**REQUIREMENT:**
Print the records below verbatim, reproducing every line without alteration.

**Data drawn from a collection:**
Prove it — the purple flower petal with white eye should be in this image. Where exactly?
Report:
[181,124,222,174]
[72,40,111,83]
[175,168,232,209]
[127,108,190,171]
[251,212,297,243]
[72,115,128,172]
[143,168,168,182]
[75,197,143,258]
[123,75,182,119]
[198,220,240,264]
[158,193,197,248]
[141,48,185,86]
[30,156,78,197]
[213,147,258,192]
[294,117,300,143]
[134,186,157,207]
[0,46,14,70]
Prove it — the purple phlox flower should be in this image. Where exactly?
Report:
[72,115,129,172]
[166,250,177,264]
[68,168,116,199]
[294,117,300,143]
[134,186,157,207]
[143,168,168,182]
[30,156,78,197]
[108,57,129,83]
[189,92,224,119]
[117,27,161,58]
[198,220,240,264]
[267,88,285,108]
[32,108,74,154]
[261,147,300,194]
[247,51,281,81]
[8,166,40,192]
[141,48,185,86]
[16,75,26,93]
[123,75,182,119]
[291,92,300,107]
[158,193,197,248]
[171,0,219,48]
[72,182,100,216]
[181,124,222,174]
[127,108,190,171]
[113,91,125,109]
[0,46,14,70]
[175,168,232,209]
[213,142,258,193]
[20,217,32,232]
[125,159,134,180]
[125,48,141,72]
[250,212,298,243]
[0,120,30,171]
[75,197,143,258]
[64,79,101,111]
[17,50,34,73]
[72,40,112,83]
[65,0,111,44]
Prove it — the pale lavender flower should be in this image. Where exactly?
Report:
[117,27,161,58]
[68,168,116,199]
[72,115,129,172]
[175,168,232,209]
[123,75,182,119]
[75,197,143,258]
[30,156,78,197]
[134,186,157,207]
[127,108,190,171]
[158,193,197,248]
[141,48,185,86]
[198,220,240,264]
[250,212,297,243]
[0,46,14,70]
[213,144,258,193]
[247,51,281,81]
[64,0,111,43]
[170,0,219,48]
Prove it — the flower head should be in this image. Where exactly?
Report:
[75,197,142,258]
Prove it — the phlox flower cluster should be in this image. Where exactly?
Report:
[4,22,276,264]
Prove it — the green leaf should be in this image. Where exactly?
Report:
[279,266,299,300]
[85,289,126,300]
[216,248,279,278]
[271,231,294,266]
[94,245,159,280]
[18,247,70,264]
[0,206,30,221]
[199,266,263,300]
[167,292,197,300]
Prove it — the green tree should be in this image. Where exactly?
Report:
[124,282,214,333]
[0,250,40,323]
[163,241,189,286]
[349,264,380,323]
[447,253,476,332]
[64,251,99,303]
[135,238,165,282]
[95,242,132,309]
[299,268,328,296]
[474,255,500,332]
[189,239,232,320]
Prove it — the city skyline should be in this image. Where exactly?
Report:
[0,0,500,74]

**SOLUTION TO THIS TASK:**
Prove it — the purple flower petal with white eye should be in this image. Where exactly?
Report:
[181,124,222,174]
[72,40,111,83]
[175,168,232,209]
[127,108,190,171]
[251,212,297,243]
[72,115,128,172]
[143,168,168,182]
[75,197,143,258]
[123,75,182,119]
[198,220,240,264]
[158,193,197,248]
[141,48,185,86]
[30,156,78,197]
[213,147,258,192]
[294,117,300,143]
[134,186,157,207]
[0,46,14,70]
Prove it — the purple phlox flower should be in this image. Where exactly?
Report:
[72,115,129,172]
[166,250,177,264]
[68,168,116,199]
[294,117,300,143]
[134,186,157,207]
[143,168,168,182]
[30,156,78,197]
[108,57,129,83]
[189,92,224,119]
[117,27,161,58]
[198,220,240,264]
[267,88,285,108]
[32,108,74,154]
[261,147,300,194]
[247,51,281,81]
[8,166,40,192]
[141,48,185,86]
[16,75,26,93]
[123,75,182,119]
[291,92,300,107]
[158,193,197,248]
[171,0,219,48]
[72,182,100,216]
[181,124,222,174]
[127,108,190,171]
[113,91,125,109]
[0,46,14,70]
[175,168,232,209]
[213,142,258,193]
[20,217,32,232]
[125,159,134,180]
[125,48,141,72]
[250,212,298,243]
[0,120,30,171]
[75,197,143,258]
[64,79,101,111]
[17,50,34,73]
[72,40,112,83]
[65,0,111,44]
Prove it — the pale lavender flower should be in this image. Where exactly?
Report:
[117,27,161,58]
[68,168,116,199]
[72,115,129,172]
[175,168,232,209]
[123,75,182,119]
[75,197,143,258]
[30,156,78,197]
[134,186,157,207]
[127,108,190,171]
[158,193,197,248]
[141,48,185,86]
[198,220,240,264]
[250,212,297,243]
[0,46,14,70]
[213,144,258,193]
[247,51,281,81]
[64,0,111,43]
[170,0,219,48]
Prove it — the flower head should be in this image. Where exactly?
Report:
[75,197,142,258]
Prove it — the phlox flower cluster should be in this image. Where exactly?
Report:
[4,22,276,264]
Prove it — the green leaf should be in this image. Where exactly?
Report:
[279,266,299,300]
[85,289,126,300]
[216,248,279,278]
[271,231,294,266]
[94,245,159,280]
[18,247,70,264]
[0,206,30,221]
[199,266,263,300]
[167,292,197,300]
Prove it — the green tree should be in this image. Where exactly?
Report:
[124,282,214,333]
[0,250,40,323]
[163,241,189,286]
[349,264,380,323]
[447,253,476,332]
[64,251,99,303]
[135,238,165,282]
[95,242,132,309]
[299,268,328,296]
[474,255,500,332]
[189,239,232,320]
Prove it — the city skyline should be in this image. Where exactly?
Report:
[0,0,500,74]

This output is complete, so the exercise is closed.